#### DESCRIPTION OF THE TASK:
Arrange the stretch of the listing from the line that contains "Return one point per instance of the wooden" through the end of the listing as a Markdown table with the columns No. and Line Text. Number each row and leave out blank lines.
====== ITEMS
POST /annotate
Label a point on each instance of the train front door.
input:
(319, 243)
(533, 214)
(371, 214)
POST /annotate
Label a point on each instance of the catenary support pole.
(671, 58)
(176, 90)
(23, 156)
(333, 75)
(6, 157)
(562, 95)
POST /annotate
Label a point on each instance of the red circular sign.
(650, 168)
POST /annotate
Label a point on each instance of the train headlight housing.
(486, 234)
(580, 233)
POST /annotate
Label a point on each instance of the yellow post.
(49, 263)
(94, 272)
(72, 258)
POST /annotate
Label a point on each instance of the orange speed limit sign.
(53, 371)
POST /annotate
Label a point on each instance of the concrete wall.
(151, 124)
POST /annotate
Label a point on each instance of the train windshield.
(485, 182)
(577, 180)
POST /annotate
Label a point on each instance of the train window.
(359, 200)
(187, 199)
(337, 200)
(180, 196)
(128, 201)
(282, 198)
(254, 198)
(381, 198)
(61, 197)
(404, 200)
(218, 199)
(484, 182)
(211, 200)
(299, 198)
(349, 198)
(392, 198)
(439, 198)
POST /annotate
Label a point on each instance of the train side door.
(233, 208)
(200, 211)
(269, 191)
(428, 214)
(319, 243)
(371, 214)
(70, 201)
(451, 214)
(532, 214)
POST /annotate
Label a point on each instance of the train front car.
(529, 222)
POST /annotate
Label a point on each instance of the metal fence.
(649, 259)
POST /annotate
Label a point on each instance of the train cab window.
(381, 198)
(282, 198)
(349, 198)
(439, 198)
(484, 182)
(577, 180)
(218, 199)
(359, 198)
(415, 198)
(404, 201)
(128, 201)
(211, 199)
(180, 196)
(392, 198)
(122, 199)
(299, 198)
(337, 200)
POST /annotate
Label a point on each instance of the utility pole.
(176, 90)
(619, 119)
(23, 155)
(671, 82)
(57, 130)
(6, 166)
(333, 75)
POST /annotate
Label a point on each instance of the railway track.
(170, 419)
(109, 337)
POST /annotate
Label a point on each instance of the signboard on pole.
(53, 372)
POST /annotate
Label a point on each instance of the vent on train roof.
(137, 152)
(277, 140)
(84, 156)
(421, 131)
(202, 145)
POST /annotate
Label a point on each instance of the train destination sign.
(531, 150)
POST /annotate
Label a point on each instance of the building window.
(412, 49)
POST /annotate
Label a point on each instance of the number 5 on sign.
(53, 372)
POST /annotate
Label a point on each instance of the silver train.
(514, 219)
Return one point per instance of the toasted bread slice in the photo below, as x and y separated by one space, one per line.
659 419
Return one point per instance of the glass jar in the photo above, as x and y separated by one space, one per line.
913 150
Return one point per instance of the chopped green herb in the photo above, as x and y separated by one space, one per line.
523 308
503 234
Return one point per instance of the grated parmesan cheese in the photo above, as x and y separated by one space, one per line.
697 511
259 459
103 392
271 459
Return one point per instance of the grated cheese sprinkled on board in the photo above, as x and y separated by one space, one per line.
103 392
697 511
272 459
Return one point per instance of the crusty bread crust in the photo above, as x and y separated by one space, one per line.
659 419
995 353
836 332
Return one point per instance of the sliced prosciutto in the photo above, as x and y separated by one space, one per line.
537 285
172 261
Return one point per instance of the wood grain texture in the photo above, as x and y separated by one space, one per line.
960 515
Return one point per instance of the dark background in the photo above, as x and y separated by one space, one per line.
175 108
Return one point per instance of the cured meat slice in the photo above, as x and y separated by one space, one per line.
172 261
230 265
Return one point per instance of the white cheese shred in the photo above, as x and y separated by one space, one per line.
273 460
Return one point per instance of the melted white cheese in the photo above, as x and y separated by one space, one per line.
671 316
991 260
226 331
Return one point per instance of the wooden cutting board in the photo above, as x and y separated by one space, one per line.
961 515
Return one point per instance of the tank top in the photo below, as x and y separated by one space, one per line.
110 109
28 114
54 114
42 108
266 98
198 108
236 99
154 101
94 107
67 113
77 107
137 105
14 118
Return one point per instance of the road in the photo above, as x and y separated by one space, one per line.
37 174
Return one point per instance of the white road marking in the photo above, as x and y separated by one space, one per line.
============
#### FULL RESPONSE:
| No. | Line Text |
|---|---|
| 1 | Return one point per instance of the wooden cutting board in the photo above, as x and y separated by one space, one per line. |
| 2 | 961 515 |
| 3 | Return one point per instance of the tank top in the photo below, as x and y separated by one space, one per line. |
| 4 | 110 109 |
| 5 | 28 114 |
| 6 | 54 114 |
| 7 | 42 108 |
| 8 | 266 98 |
| 9 | 198 108 |
| 10 | 236 99 |
| 11 | 154 101 |
| 12 | 94 107 |
| 13 | 67 113 |
| 14 | 77 107 |
| 15 | 137 105 |
| 16 | 14 118 |
| 17 | Return one point per instance of the road in the photo above, as x and y separated by one space, one per line. |
| 18 | 37 174 |
| 19 | Return one point per instance of the white road marking in the photo above, as x and y separated by one space, one per line. |